# Text section
■ ■ ■ ■
Diners are now offered both a $90 tasting menu and an à la carte menu with several overlapping items between the two. It’s definitely an added challenge for Hong and his kitchen team to do both simultaneously. The timing of meals for tables can be brutal on the staff. This is why very few restaurants even try this. Central Kitchen, Commonwealth, Flour + Water and Rich Table are four rare success stories for this format.
Hong’s cooking is distinctly of the here and now. The Colorado native certainly has a way of speaking eloquently of California’s season, where right now we’re in the heart of spring and his menu is sparkling with peak asparagus, peas and strawberries. His training at Jean Georges in Manhattan and Quince here in San Francisco certainly played a role in his cooking style. It’s a somewhat elegant, very clean and unfussy cuisine. This isn’t remotely yoga cooking but, if you’ll indulge us, it’s a very mindful and present form of cooking. You’ll see Jean Georges-like hints of haute French with mild Southeast Asian touches and there’s no doubt that Quince’s Italian focus pops up all over the menu. It was at Quince where Hong fell in love with handmade pastas. As diners at the pop-up and now full-time Sorrel can attest, Hong definitely learned a lot from his Quince colleagues because he has a special touch with pasta.
So, should we opt for the à la carte menu or tasting menu for a run down through Hong’s food? Let’s do both since you can’t actually do that while eating at Sorrel.
■ ■ ■ ■
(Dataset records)
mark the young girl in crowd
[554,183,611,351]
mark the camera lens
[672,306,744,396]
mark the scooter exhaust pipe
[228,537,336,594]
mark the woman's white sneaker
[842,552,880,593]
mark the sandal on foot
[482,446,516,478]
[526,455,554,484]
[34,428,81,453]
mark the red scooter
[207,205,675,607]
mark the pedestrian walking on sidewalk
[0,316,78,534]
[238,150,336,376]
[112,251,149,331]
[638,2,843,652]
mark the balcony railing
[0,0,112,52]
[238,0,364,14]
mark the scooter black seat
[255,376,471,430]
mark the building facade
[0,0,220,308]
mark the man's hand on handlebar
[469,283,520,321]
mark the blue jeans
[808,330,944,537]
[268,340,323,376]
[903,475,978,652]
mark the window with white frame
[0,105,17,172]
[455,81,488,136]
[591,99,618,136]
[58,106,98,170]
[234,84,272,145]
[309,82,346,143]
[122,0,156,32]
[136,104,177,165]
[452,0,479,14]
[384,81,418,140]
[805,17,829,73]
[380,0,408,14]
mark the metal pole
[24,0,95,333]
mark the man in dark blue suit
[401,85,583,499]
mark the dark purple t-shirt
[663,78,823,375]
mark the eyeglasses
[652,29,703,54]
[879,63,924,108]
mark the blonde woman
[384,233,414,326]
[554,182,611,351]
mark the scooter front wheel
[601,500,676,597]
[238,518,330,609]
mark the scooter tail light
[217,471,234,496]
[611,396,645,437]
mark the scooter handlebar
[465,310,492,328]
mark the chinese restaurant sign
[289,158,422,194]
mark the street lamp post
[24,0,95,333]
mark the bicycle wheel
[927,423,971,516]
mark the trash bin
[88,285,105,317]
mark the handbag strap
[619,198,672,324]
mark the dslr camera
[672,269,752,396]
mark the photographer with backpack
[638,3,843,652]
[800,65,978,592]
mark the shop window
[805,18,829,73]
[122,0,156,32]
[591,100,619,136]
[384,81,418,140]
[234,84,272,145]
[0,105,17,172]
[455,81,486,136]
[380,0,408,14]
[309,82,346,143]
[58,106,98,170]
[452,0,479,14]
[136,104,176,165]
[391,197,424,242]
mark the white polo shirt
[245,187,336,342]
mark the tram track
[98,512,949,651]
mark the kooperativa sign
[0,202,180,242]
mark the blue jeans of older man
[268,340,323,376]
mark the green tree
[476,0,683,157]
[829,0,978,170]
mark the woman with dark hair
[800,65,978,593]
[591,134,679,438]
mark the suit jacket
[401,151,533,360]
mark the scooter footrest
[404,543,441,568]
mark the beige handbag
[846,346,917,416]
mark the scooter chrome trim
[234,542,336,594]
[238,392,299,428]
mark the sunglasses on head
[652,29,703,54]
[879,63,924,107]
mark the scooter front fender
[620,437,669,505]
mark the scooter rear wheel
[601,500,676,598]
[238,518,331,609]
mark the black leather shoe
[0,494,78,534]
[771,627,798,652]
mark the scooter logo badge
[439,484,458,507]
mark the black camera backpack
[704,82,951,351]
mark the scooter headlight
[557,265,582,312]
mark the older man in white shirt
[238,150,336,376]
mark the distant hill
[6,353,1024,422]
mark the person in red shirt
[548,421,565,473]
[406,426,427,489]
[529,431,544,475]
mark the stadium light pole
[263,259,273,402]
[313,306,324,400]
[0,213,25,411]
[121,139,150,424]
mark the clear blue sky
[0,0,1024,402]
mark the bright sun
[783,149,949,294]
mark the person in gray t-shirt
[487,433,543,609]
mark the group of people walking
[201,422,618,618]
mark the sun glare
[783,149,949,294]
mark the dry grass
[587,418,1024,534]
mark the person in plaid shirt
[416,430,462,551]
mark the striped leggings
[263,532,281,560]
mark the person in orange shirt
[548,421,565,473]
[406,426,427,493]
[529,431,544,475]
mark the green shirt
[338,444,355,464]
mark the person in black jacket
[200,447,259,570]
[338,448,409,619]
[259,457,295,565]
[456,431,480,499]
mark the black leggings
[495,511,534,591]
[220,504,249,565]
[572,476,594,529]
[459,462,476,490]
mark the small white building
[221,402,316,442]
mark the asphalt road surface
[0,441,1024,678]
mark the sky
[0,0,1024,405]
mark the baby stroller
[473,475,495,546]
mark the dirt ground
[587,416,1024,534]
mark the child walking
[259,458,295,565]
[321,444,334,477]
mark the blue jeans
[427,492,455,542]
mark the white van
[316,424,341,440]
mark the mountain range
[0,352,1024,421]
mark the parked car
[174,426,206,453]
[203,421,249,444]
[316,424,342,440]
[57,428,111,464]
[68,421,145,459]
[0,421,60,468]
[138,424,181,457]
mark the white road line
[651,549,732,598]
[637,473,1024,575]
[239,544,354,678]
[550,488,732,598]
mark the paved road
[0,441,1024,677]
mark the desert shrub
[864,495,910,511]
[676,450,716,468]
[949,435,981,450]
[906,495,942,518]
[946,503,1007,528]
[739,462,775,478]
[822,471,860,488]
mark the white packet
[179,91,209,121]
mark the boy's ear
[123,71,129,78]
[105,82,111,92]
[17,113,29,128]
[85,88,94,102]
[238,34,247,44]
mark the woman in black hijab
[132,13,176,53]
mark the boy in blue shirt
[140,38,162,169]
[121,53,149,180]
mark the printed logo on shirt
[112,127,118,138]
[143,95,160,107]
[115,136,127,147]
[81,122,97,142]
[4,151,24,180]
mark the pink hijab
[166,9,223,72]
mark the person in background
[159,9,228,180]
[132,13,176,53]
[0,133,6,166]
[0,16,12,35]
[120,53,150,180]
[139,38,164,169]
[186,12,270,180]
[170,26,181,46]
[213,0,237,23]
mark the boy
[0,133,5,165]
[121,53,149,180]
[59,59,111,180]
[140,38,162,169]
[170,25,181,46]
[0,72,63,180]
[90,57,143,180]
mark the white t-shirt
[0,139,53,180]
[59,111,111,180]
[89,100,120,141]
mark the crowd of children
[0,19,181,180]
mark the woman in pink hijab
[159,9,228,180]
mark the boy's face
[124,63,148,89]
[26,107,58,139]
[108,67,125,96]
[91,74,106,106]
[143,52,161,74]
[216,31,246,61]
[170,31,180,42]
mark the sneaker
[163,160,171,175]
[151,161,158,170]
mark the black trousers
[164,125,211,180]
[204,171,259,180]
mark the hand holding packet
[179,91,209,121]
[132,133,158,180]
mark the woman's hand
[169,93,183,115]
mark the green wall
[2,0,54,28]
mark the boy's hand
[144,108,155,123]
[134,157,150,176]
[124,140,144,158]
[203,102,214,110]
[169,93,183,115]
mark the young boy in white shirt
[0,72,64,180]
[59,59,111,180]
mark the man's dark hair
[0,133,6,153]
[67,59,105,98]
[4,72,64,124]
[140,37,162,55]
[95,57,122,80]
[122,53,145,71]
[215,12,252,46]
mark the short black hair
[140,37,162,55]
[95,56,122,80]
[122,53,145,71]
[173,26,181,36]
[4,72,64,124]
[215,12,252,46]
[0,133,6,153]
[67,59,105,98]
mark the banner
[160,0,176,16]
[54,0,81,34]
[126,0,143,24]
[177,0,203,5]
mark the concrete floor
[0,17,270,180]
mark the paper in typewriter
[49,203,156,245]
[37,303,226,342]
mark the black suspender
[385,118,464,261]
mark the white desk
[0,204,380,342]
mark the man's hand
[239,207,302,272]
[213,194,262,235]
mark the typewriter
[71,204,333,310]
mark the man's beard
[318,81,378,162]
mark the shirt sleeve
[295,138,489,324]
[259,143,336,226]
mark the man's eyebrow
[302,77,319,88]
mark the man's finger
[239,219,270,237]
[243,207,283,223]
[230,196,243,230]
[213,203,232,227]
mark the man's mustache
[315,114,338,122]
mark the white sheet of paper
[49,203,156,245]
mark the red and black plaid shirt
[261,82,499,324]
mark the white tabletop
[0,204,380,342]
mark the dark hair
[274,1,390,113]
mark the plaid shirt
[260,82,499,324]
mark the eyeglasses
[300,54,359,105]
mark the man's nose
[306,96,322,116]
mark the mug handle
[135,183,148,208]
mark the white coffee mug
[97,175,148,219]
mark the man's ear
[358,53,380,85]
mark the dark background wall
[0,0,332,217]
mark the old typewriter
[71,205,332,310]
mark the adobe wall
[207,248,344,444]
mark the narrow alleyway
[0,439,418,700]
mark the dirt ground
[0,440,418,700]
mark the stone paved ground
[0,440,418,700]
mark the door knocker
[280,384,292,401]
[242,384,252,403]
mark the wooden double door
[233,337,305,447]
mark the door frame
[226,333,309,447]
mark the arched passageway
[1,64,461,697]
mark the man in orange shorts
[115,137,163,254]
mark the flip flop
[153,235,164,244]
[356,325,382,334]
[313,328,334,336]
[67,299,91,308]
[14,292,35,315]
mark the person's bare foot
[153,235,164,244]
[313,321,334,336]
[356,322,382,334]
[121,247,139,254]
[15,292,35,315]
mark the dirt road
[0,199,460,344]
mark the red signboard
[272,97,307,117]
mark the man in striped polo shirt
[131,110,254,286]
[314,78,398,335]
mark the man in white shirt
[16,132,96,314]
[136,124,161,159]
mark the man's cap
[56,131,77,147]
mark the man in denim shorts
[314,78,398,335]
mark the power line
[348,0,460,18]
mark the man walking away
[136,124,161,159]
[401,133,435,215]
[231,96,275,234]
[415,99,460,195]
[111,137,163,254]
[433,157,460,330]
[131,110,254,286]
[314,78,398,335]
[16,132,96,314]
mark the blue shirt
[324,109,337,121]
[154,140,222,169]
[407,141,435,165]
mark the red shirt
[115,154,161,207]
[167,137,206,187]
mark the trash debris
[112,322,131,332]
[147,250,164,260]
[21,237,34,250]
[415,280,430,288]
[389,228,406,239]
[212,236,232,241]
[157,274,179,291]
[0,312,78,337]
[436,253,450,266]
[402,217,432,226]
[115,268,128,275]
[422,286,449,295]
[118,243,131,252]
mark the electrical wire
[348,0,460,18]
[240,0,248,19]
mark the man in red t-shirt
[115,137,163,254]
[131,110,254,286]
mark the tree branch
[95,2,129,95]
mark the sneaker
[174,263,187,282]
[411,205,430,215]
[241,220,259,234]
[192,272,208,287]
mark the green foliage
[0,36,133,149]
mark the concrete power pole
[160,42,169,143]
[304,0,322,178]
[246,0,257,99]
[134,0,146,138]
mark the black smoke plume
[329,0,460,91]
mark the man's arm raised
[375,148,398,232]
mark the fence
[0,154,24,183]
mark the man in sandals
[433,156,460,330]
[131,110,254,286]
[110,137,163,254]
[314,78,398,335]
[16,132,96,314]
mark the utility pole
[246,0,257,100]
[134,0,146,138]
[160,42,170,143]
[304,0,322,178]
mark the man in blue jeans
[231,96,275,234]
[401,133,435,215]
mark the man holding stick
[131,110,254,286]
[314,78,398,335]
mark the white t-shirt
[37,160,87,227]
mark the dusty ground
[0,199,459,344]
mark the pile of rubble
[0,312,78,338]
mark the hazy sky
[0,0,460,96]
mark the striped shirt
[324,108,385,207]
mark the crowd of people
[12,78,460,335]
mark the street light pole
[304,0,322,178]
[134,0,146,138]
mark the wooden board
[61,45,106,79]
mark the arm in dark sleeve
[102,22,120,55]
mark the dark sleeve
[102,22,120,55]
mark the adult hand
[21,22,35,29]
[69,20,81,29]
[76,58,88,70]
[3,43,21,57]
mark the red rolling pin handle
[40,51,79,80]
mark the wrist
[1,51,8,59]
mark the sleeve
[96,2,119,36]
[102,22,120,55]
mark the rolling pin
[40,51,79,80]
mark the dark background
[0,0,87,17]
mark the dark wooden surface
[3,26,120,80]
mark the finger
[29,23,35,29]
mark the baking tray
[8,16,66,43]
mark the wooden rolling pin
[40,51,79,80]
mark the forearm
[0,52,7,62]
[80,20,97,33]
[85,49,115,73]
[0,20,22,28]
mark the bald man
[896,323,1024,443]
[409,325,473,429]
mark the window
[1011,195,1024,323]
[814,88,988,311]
■ ■ ■ ■
# Work to do
A. From the Sorrel review, extract the passage from "So, should we" to "eating at Sorrel.".
B. Condense the paragraph of the Sorrel review that begins "Hong's cooking is distinctly of the here and now" into a shorter version that keeps its main facts.
C. Carry on the Sorrel review from its final sentence.
This material comes from a source unrelated to the text.

# Answer list
A.
So, should we opt for the à la carte menu or tasting menu for a run down through Hong’s food? Let’s do both since you can’t actually do that while eating at Sorrel.

B. Hong, a Colorado native, cooks in a clean, unfussy, somewhat elegant style tied to California's seasons. His spring menu features asparagus, peas and strawberries. His training at Jean Georges in Manhattan and Quince in San Francisco shaped his food, which shows hints of haute French cooking with mild Southeast Asian touches alongside a strong Italian influence. At Quince he fell in love with handmade pasta, and he now has a special touch with it.

C.
The à la carte menu has no categories. It just rolls from bread and oysters to lighter dishes to pastas to more substantial items you might think of main courses. The bread is hardly just bread. It’s a sourdough focaccia hybrid ($6) that truly does have the soft texture, bubbly inner crumb and tangy flavor profile of sourdough but also sports focaccia’s crisp, tan outer crust and doesn’t have a shattering consistency like most sourdough. The bread boule comes piping hot and is served in a custom-made claypot vessel by Mary Mar Keenan, who has a neat studio in Hayes Valley. The sourdough focaccia (sourcaccia, anyone?) kicks off the tasting menu and should also kick off your à la carte experience with the partners of butter cultured in-house and topped with sorrel; and an umami-fest composition of olive oil, boquerones and green garlic (both are $3).
Our second sorrel sighting comes via the oyster and sorrels ($4.50 each). Perfectly shucked bivalves come with diced Asian pear, oro blanco (a tart citrus) and wood sorrel ice that explodes the moment the oyster hits your tongue.
The menu is full of tableside finishes by the service staff, like pouring roasted sunchoke vellutata into a bowl of frothy white miso broth, dried sunchoke chips and hazelnut in the second tasting menu course ($10). Next comes a delicate, shimmering shima aji crudo ($18) brightened up by poppy seed and finger lime in a nut milk broth that certainly calls to mind a leche de tigre for Peruvian ceviche. Other à la carte items for potential starters include spring lamb tartare with cured egg and white anchovy ($16); white soy-poached aji ($19); and a chicories and charred little gems salad accompanied by blood orange, Pecorino and tarragon vinaigrette ($13).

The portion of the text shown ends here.